◆ **Quoted text**
-- START --
The burden of proof is one of the more abused concepts in apologetics today. Apologetics discussions are filled with arguing about the burden of proof, whether it has been met, and—most importantly—who has it.
The Internet is buzzing with such apologetics discussions right now. Yet many of these discussions—particularly concerning who has the burden of proof—are a complete waste of time.
There is a simple rule to tell you who has the burden of proof in a discussion. Unfortunately, most who get into disputes over which side has the burden of proof don’t know what this rule is, and an enormous amount of time is wasted on trying to figure it out.
Burden of Proof in Law and Debate
Most people are familiar with the concept from the legal principle that someone on trial in the United States is “presumed innocent until proven guilty.” The burden of proof is the requirement that the prosecution must meet in overcoming the presumption of innocence.
The burden of proof is a concept also employed in debating, where the standard principle is that the side that “takes the affirmative” must shoulder the burden of proof. In other words, the side in a formal debate that argues that you should believe or do something must produce reasons why.
As a result, the burden of proof changes depending on how you phrase the resolution. To use an X-Files analogy, “Resolved: Aliens exist” will place the burden of proof on Agent Mulder; “Resolved: Aliens do not exist” will place it on Agent Scully. The burden falls to whichever debater agrees with the resolution.
This situation would be much more complicated if the opposing debaters were expected to both knock down the affirmative team’s arguments and prove an alternative position. For example, if folks were debating the resolution “Christianity is the true religion,” it could get quite muddled if those taking a negative position were expected to both knock down the Christian arguments and prove the truth of a different religion.
That kind of muddle is judged too much for the kind of formal debating that high school and college debate teams engage in. But it is precisely the kind of muddle found in apologetics.
Burden of Proof in Apologetics
Apologetics discussions are frequently like formal debates without the formal part. In other words, debating without the rules.
If one group in a discussion accepts (or can be made to accept) the burden of proof, then the outcome of the discussion can be more easily ascertained. If you are not part of the group that has the burden, then in theory your job is easy: You simply have to knock holes in the other side’s arguments. If you succeed in doing so, you win, and your opponent must acknowledge that he was wrong and convert to your viewpoint.
If only it were so easy.
In a debate, who has the burden of proof is arbitrary. It depends on how the resolution is phrased. But in a trial, it is clear who shoulders the burden: the prosecution. Horrendous social consequences would result if the reverse were true. Human experience has shown that tyranny would result if people in court were presumed guilty.
The courts, therefore, have a rational reason for placing the burden of proof on one side rather than the other. But what about apologetics discussions? Do they have a rational way to set the burden of proof with a particular side?
-- END --
◆ **Written tasks**
[1] According to the article on the burden of proof, which agent carries the burden under the resolution "Resolved: Aliens do not exist"?
[2] Please retype the part of the article on the burden of proof that opens with the words containing "That kind of" and closes with "to your viewpoint.".

◆ **Extracted entries**
-- START --
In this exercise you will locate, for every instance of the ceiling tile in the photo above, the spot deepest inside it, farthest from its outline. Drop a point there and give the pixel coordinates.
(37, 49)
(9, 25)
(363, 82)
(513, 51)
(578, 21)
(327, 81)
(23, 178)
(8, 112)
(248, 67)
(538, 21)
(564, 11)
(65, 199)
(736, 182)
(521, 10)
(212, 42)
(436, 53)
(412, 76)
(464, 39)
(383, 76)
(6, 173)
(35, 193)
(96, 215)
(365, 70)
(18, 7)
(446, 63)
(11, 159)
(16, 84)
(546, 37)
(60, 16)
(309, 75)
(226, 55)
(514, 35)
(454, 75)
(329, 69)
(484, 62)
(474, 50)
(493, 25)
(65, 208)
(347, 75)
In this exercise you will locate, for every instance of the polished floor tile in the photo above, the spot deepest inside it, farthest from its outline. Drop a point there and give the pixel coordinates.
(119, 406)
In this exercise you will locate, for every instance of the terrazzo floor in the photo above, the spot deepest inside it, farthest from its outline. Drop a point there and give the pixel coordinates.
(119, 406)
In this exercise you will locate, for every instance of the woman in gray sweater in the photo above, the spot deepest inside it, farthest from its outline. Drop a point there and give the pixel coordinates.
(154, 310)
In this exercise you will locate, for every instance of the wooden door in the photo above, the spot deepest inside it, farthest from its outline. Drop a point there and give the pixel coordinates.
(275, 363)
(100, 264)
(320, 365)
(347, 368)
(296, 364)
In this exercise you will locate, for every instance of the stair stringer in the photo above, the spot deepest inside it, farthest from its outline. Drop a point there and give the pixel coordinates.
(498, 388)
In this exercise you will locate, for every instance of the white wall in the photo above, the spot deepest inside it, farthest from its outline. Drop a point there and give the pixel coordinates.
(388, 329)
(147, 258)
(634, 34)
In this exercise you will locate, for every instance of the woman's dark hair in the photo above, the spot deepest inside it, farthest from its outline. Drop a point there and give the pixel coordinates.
-- END --
◆ **Answers provided**
[1] Agent Scully

[2]
That kind of muddle is judged too much for the kind of formal debating that high school and college debate teams engage in. But it is precisely the kind of muddle found in apologetics.
Burden of Proof in Apologetics
Apologetics discussions are frequently like formal debates without the formal part. In other words, debating without the rules.
If one group in a discussion accepts (or can be made to accept) the burden of proof, then the outcome of the discussion can be more easily ascertained. If you are not part of the group that has the burden, then in theory your job is easy: You simply have to knock holes in the other side’s arguments. If you succeed in doing so, you win, and your opponent must acknowledge that he was wrong and convert to your viewpoint.